* [Task set]:
A - In the reply about QEMU plugin translation, restate the paragraph beginning "Since in the targets" as a short bulleted list that keeps its main facts.
B - List every identifier in the quoted code of the reply about QEMU plugin translation, leaving out C keywords and the constant false.
C - Carry on the reply about QEMU plugin translation, beginning after its final sentence.

* [Selection]:
#####

On Mon, Nov 26, 2018 at 15:16:00 +0000, Alex Bennée wrote:
> Emilio G. Cota <[email protected]> writes:
(snip)
> > + if (tb_trans_cb && first_pass) {
> > + qemu_plugin_tb_trans_cb(cpu, plugin_tb);
> > + first_pass = false;
> > + goto translate;
> > + }
>
> So the only reason we are doing this two pass tango is to ensure the
> plugin can insert TCG ops before the actual translation has occurred?
Not only. The idea is to provide plugins with well-defined TBs,
i.e. the instruction sizes and contents can be queried by the plugin
before the plugin decides how/where to instrument the TB.
Since in the targets we generate TCG code and also generate
host code in a single shot (TranslatorOps.translate_insn),
the 2-pass approach is a workaround to first get the
well-defined TB, and in the second pass inject the instrumentation
in the appropriate places.
This is a bit of a waste but given that it only happens at
translate time, it can have negligible performance impact --
I measured a 0.13% gmean slowdown for SPEC06int.

#####

* [Records provided]:

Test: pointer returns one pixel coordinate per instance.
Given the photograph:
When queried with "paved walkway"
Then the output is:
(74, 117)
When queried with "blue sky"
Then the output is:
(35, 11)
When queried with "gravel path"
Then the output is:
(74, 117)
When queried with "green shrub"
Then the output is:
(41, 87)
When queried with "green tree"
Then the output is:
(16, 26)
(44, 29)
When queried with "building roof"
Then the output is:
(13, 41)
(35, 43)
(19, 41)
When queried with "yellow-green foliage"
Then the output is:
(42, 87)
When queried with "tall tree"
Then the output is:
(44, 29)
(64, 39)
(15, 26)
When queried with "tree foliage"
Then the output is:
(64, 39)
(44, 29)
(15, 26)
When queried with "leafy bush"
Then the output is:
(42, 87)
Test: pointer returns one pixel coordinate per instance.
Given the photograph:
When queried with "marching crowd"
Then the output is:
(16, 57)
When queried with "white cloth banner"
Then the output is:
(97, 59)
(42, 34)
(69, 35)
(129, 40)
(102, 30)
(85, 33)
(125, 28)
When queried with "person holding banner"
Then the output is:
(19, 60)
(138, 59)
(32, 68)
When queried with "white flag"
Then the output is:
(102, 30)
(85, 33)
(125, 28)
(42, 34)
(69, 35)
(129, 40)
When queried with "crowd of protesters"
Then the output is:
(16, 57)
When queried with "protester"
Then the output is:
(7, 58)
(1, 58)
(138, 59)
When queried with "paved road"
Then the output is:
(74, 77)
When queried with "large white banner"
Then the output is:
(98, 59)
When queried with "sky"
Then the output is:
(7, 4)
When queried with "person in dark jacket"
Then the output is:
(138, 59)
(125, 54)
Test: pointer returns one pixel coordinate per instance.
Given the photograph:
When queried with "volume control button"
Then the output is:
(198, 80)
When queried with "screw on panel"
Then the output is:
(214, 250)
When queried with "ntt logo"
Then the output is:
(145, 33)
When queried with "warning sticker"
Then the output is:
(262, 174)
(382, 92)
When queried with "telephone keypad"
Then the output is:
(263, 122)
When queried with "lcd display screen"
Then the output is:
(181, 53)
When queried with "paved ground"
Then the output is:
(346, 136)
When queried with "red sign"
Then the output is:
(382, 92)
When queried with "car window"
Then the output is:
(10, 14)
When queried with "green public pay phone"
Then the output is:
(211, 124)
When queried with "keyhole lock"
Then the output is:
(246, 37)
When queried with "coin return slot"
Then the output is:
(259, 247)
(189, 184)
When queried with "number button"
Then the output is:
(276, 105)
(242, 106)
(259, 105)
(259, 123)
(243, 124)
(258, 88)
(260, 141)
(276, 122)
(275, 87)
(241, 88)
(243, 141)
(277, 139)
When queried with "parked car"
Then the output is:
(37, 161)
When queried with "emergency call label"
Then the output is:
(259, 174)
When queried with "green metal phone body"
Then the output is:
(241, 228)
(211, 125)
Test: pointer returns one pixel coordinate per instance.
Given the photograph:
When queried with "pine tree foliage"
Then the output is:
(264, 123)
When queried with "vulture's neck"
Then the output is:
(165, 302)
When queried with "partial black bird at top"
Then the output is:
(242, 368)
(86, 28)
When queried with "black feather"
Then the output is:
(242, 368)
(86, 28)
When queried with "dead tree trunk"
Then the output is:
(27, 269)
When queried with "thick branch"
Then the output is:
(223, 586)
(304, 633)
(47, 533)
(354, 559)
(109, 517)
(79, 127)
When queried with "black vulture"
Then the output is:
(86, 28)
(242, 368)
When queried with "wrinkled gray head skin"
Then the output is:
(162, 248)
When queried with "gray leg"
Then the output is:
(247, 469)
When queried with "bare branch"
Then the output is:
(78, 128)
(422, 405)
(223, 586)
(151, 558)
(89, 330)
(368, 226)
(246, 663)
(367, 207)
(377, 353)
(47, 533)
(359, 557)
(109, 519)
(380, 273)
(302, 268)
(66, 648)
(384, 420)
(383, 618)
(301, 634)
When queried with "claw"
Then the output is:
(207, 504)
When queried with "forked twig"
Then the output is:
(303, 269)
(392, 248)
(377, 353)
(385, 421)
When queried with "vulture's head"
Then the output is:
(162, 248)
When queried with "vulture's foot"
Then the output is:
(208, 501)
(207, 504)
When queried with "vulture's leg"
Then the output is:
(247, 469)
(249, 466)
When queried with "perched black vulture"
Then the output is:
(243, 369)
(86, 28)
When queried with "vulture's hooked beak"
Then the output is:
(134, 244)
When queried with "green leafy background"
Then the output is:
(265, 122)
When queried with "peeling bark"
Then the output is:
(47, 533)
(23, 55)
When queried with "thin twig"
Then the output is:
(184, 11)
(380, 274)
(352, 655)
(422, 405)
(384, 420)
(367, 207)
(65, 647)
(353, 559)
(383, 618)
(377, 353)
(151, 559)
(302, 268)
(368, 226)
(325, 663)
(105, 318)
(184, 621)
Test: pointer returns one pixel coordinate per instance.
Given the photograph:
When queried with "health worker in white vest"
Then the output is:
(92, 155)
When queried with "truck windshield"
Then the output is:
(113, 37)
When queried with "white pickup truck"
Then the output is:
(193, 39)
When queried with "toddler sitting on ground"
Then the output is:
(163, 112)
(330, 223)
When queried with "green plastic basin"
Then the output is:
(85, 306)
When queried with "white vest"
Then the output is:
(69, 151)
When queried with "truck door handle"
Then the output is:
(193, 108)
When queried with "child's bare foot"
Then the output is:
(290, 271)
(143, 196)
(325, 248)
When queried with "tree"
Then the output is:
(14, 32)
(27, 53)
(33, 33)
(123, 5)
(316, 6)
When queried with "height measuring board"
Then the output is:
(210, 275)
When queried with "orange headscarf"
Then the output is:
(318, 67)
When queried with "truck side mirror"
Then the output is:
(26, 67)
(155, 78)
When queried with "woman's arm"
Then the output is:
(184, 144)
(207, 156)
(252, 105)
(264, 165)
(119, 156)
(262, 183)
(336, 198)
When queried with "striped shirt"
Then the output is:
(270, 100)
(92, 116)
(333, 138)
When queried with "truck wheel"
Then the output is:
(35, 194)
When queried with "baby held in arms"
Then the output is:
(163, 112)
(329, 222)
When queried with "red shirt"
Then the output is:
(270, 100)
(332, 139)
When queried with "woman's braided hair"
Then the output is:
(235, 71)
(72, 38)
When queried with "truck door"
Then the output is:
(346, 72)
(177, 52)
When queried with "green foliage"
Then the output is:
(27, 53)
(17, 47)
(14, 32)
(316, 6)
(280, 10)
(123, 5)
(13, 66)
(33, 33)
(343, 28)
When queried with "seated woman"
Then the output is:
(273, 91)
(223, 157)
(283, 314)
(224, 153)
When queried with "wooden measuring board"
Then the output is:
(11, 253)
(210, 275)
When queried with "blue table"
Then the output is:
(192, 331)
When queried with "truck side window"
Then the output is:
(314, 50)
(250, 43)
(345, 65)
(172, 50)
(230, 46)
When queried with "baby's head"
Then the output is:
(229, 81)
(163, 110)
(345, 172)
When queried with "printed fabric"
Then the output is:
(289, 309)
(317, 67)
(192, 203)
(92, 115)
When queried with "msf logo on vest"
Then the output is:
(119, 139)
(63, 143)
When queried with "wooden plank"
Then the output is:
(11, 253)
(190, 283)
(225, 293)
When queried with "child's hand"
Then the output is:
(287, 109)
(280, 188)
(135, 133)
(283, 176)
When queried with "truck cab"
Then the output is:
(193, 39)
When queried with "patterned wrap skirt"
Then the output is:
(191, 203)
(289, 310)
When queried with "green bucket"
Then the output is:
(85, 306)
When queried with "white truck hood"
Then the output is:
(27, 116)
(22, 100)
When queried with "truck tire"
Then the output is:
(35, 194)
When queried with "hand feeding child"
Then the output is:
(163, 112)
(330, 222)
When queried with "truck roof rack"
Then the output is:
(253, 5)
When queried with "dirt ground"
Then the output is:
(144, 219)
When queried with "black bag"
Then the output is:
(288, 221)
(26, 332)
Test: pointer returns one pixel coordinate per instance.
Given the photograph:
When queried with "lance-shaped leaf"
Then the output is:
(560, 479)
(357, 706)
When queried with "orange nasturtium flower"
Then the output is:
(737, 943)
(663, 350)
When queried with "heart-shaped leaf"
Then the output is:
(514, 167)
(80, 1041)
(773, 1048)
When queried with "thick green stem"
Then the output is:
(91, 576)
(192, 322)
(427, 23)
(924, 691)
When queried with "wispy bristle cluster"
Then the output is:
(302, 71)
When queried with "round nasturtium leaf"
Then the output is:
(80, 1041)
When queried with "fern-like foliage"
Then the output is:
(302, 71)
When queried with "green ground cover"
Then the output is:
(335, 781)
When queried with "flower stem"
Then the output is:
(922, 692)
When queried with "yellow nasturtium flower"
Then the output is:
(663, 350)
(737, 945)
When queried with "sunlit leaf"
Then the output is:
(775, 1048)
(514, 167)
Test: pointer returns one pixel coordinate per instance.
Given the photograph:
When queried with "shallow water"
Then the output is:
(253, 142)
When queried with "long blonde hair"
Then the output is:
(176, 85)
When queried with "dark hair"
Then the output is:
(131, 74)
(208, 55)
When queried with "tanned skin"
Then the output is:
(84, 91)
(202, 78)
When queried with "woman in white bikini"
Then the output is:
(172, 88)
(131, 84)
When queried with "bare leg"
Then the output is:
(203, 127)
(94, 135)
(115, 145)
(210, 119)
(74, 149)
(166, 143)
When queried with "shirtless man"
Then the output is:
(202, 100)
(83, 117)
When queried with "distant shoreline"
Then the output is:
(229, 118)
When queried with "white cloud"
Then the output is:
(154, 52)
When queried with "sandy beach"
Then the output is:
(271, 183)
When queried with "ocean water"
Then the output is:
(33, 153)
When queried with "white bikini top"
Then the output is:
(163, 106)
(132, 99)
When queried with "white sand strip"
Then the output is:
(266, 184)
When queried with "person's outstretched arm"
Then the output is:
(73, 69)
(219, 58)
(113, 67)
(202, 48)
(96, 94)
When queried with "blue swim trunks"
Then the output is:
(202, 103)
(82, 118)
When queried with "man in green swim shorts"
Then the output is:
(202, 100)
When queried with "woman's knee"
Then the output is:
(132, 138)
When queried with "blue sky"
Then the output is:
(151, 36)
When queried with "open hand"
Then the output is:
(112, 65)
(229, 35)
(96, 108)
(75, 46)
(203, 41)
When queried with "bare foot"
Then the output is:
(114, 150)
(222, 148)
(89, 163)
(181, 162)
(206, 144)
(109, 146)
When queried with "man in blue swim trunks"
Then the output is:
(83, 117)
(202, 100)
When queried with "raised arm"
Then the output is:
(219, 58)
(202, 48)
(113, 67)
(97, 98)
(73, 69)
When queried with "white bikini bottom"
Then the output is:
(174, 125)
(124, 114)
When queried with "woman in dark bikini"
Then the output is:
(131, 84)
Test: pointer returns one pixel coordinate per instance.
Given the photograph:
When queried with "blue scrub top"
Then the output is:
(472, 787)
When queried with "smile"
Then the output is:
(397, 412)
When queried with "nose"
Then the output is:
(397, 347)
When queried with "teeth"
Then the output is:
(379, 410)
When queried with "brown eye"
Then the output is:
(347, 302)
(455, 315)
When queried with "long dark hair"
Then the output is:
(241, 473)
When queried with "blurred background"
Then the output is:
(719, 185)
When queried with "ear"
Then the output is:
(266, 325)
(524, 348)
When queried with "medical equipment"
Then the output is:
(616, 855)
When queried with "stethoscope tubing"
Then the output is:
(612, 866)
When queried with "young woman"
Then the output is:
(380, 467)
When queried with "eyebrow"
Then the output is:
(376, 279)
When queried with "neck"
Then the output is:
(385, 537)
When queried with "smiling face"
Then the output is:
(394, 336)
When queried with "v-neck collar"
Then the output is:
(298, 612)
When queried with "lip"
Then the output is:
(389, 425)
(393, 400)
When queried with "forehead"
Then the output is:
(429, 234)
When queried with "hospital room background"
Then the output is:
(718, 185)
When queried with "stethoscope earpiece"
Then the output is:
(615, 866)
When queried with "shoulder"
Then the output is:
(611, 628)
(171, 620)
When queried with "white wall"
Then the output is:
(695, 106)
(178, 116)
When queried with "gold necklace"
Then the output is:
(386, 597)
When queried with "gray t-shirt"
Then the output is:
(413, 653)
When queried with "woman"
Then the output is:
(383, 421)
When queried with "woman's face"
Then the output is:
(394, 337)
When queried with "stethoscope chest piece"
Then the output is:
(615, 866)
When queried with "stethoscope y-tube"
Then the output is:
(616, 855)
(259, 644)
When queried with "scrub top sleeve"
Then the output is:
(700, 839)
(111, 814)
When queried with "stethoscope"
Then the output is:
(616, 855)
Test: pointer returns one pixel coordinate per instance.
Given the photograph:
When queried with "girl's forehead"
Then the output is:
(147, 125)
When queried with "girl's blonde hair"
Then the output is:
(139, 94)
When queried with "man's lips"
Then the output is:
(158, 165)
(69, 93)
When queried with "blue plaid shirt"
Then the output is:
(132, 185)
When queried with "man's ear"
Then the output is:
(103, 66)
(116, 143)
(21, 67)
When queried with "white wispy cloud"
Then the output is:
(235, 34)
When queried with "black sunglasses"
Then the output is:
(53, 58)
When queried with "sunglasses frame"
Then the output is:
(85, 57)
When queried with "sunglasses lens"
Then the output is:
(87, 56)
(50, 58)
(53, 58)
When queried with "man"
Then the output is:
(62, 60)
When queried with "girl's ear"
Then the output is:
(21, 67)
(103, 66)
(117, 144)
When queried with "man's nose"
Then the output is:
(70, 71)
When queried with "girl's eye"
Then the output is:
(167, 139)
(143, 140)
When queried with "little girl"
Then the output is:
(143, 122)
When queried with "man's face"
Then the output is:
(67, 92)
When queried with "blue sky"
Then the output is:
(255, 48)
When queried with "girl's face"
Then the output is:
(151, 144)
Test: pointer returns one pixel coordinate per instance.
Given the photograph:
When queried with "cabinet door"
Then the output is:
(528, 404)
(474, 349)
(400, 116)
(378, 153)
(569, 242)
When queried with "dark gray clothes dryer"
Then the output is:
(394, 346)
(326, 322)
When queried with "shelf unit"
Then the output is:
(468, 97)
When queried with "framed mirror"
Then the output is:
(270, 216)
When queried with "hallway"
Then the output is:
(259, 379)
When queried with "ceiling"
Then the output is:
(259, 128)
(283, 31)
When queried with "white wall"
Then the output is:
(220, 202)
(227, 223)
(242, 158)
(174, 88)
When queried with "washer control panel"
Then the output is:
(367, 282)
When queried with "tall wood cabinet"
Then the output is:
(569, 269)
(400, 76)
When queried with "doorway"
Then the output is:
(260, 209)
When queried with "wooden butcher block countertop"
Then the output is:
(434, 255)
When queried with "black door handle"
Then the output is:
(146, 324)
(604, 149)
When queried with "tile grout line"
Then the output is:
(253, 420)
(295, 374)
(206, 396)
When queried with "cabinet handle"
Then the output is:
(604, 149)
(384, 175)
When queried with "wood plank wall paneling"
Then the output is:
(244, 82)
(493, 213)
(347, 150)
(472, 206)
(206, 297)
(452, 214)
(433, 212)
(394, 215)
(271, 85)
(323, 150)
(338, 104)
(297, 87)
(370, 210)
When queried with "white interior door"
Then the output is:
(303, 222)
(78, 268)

#####

* [Expected answers]:
A -
- In the targets, TCG code and host code are generated in a single shot (TranslatorOps.translate_insn).
- The two-pass approach is a workaround for this.
- The first pass obtains the well-defined TB.
- The second pass injects the instrumentation in the appropriate places.

B -
- tb_trans_cb
- first_pass
- qemu_plugin_tb_trans_cb
- cpu
- plugin_tb
- translate

C -
> I think we can do better, especially as the internal structures of
> TCGops are implemented as a list so ops and be inserted before and after
> other ops. This is currently only done by the optimiser at the moment,
> see:
>
> TCGOp *tcg_op_insert_before(TCGContext *s, TCGOp *op, TCGOpcode opc, int
> narg);
> TCGOp *tcg_op_insert_after(TCGContext *s, TCGOp *op, TCGOpcode opc, int
> narg);
>
> and all the base tcg ops end up going to tcg_emit_op which just appends
> to the tail. But if we can come up with a neater way to track the op
> used before the current translated expression we could do away with two
> phases translation completely.
This list of ops is generated via TranslatorOps.translate_insn.
Unfortunately, this function also defines the guest insns that form the TB.
Decoupling the two actions ("define the TB" and "translate to TCG ops")
would be ideal, but I didn't want to rewrite all the target translators
in QEMU, and opted instead for the 2-pass approach as a compromise.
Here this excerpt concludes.